◆ **WHAT THE TASK REQUIRES**
Copy the listing from the line containing "of strawberry filling" up to and including the line containing "left=152, top=210, right=352, bottom=239", substituting "raspberry filling" for "strawberry filling" and leaving everything else unchanged.

◆ **GIVEN DATA**
--- START ---
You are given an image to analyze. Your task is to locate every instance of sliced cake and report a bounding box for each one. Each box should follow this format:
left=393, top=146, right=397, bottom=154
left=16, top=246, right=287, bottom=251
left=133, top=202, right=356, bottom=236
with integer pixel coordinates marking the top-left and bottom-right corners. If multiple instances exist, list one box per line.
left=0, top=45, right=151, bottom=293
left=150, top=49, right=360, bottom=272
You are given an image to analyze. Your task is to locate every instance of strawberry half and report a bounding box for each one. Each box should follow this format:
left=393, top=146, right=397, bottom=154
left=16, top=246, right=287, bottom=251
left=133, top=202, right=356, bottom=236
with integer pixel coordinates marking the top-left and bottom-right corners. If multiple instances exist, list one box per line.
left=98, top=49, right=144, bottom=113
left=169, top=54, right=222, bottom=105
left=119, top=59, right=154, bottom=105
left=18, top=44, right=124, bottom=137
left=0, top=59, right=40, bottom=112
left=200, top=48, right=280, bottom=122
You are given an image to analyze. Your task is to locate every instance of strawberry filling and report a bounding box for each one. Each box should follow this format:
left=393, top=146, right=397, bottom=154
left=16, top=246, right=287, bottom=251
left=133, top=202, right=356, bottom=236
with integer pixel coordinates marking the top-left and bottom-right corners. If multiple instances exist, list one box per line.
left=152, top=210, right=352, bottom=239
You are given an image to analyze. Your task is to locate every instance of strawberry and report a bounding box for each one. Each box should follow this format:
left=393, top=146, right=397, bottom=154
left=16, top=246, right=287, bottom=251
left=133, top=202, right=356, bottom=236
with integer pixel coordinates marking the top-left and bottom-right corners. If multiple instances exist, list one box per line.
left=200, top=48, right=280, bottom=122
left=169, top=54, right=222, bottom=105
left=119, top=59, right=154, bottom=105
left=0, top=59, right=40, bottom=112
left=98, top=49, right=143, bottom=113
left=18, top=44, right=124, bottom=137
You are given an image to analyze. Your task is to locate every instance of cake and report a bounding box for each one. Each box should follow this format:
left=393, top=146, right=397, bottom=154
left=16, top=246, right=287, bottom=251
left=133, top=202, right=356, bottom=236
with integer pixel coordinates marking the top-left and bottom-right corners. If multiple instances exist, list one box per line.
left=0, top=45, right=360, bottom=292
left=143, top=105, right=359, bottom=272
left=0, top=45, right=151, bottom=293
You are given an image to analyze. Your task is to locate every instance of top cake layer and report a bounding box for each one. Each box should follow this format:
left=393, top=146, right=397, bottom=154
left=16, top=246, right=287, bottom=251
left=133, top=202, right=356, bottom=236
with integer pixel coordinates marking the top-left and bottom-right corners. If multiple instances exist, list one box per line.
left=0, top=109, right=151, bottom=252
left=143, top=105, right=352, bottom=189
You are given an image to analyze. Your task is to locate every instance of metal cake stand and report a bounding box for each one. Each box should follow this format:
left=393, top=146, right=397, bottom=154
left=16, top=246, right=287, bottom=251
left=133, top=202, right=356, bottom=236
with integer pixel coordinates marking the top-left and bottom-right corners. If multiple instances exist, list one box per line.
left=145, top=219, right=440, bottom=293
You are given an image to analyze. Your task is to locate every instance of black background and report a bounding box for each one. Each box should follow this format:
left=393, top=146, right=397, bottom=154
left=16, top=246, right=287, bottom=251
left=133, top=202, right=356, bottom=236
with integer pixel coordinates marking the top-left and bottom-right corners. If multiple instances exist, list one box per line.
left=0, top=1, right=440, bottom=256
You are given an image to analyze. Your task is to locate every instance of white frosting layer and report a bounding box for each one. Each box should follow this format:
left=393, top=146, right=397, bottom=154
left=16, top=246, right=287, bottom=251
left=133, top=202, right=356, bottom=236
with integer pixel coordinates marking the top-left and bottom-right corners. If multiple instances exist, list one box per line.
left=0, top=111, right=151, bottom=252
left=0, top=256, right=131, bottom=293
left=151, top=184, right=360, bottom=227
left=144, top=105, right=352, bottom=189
--- END ---
◆ **RIGHT ANSWER**
You are given an image to analyze. Your task is to locate every instance of raspberry filling and report a bounding box for each one. Each box should follow this format:
left=393, top=146, right=397, bottom=154
left=16, top=246, right=287, bottom=251
left=133, top=202, right=356, bottom=236
with integer pixel coordinates marking the top-left and bottom-right corners. If multiple instances exist, list one box per line.
left=152, top=210, right=352, bottom=239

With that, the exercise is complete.